Problem details — Please write out again the lines below, from the line containing "Circle the dirt path." through the line containing "[0,220,239,400]". Offset every bounding-box coordinate by adding 15, and leave all other text unchanged.

::::

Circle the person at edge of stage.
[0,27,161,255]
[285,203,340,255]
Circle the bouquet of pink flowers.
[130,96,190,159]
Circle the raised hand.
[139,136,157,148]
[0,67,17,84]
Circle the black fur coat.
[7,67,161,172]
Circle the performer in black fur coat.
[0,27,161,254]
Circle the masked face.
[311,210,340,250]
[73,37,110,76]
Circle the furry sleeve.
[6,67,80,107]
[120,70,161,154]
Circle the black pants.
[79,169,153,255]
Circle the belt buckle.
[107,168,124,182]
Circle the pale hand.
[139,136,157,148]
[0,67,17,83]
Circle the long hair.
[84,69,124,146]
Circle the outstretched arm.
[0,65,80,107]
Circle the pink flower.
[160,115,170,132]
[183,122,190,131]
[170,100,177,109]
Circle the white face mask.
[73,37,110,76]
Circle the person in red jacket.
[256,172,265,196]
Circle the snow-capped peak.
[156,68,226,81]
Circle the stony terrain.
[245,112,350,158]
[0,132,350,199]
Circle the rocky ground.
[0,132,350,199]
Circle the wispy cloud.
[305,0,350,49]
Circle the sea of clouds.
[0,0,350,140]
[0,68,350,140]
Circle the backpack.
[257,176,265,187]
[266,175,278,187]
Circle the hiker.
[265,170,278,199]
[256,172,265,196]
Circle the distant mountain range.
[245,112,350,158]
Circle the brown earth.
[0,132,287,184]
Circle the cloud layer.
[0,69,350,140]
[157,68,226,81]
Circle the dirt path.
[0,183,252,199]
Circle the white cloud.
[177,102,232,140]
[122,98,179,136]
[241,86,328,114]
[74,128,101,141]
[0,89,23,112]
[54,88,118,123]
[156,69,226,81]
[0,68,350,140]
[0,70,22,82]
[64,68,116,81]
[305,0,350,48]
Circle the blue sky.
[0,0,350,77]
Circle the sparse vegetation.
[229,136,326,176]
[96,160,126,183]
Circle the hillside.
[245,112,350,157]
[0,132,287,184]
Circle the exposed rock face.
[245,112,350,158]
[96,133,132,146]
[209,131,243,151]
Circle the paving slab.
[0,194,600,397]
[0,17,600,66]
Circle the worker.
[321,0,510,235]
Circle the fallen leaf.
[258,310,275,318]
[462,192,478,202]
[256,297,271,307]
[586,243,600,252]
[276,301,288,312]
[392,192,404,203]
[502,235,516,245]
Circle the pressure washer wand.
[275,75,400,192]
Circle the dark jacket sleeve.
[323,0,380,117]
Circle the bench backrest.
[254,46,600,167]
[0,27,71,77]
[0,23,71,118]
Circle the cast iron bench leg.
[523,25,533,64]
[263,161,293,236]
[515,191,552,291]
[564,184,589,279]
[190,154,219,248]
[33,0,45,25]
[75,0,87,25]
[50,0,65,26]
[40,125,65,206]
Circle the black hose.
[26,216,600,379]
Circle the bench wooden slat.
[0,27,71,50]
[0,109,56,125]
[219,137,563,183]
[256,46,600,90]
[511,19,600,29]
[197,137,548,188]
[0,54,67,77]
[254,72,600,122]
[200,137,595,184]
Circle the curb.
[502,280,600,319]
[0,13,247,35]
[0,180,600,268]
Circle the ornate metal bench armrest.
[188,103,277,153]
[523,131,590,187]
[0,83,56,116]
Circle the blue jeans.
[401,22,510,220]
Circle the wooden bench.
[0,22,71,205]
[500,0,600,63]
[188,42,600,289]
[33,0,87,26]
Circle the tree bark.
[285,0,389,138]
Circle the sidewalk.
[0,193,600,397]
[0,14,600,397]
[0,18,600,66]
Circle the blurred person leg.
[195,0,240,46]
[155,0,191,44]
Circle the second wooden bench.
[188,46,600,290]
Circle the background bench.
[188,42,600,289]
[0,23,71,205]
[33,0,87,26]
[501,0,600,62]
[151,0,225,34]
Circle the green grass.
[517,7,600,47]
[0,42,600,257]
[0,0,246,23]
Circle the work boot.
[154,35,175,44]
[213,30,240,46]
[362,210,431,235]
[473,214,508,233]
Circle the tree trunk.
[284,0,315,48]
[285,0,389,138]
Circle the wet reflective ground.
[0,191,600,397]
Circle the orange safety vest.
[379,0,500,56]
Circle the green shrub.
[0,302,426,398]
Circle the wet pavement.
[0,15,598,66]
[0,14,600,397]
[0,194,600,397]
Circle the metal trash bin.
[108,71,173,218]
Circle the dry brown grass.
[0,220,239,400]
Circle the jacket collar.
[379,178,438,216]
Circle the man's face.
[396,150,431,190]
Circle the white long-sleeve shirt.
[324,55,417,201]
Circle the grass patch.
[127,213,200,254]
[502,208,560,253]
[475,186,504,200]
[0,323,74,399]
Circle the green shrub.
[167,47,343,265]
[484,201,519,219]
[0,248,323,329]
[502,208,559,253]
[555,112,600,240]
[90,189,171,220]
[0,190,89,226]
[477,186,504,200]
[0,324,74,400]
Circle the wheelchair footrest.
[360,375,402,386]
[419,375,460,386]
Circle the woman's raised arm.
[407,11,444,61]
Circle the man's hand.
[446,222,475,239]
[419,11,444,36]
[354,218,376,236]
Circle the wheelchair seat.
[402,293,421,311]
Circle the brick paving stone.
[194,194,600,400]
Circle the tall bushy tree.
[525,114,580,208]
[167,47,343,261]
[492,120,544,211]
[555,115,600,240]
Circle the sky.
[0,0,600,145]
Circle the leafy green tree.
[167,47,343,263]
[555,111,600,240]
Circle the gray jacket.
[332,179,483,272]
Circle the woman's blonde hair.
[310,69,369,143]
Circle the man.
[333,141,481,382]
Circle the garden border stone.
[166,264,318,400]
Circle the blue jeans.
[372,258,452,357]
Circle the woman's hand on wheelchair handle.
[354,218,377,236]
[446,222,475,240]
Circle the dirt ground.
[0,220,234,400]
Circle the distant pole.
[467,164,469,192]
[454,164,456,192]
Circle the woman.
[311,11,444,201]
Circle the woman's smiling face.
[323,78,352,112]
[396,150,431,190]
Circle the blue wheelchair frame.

::::

Finished task —
Circle the dirt path.
[15,198,267,214]
Circle the white cloud.
[192,117,247,155]
[137,113,194,151]
[256,101,343,129]
[89,143,116,156]
[15,104,38,127]
[69,103,133,138]
[171,84,241,96]
[15,83,365,155]
[15,85,37,97]
[79,83,131,96]
[320,15,365,63]
Circle the blue sky.
[15,15,365,92]
Circle the sparse vegetation.
[244,151,341,191]
[111,175,141,198]
Circle the hillside.
[260,127,365,172]
[15,147,302,199]
Circle the exposed rock face.
[260,127,365,173]
[111,148,147,161]
[224,146,258,166]
Circle the paving slab.
[15,209,615,412]
[15,32,615,81]
Circle the worker.
[336,15,525,250]
Circle the fallen leaf.
[273,325,290,333]
[477,207,493,217]
[271,312,286,322]
[601,258,615,267]
[291,316,303,327]
[407,207,419,218]
[517,250,531,260]
Circle the pressure washer wand.
[290,90,415,207]
Circle the dark jacket sleeve.
[338,15,395,132]
Circle the bench backrest.
[269,61,615,182]
[15,42,86,92]
[15,38,86,133]
Circle the cast iron bench leg.
[538,40,548,79]
[278,176,308,251]
[530,206,567,306]
[579,199,604,294]
[205,169,234,263]
[48,15,60,40]
[90,15,102,40]
[65,15,80,41]
[55,140,80,221]
Circle the black hose.
[41,231,615,394]
Circle the bench wooden slat.
[15,42,86,65]
[15,124,71,140]
[234,152,578,198]
[271,61,615,105]
[526,34,615,44]
[212,152,563,203]
[15,69,82,92]
[269,87,615,137]
[215,152,610,199]
Circle the curb.
[517,295,615,334]
[15,28,262,50]
[15,195,615,283]
Circle the ornate metal bench armrest.
[203,118,292,168]
[538,146,605,202]
[15,98,71,131]
Circle the blue jeans.
[416,37,525,235]
Circle the wooden bench.
[15,37,86,220]
[515,15,615,78]
[203,57,615,304]
[48,15,102,41]
Circle the tree bark.
[300,15,404,153]
Circle the sidewalk.
[15,208,615,412]
[15,29,615,412]
[15,33,615,81]
Circle the blurred person leg.
[210,15,255,61]
[170,15,206,59]
Circle the second wooden bench.
[203,61,615,305]
Circle the background bench.
[203,57,615,304]
[15,38,86,220]
[48,15,102,41]
[516,15,615,77]
[166,15,240,49]
Circle the green grass.
[532,22,615,62]
[15,57,615,272]
[15,15,261,38]
Circle the work boot.
[169,50,190,59]
[228,45,255,61]
[377,225,446,250]
[488,229,523,248]
Circle the tree trunk.
[299,15,330,63]
[300,15,404,153]
Circle the wet reflective ground.
[15,206,615,412]
Circle the orange safety vest.
[394,15,515,71]
Circle the green shrub.
[15,317,441,413]
Circle the wet pavement.
[15,30,613,81]
[15,29,615,412]
[15,209,615,412]
Circle the metal trash bin.
[123,86,188,233]
Circle the dry brown grass.
[15,235,254,415]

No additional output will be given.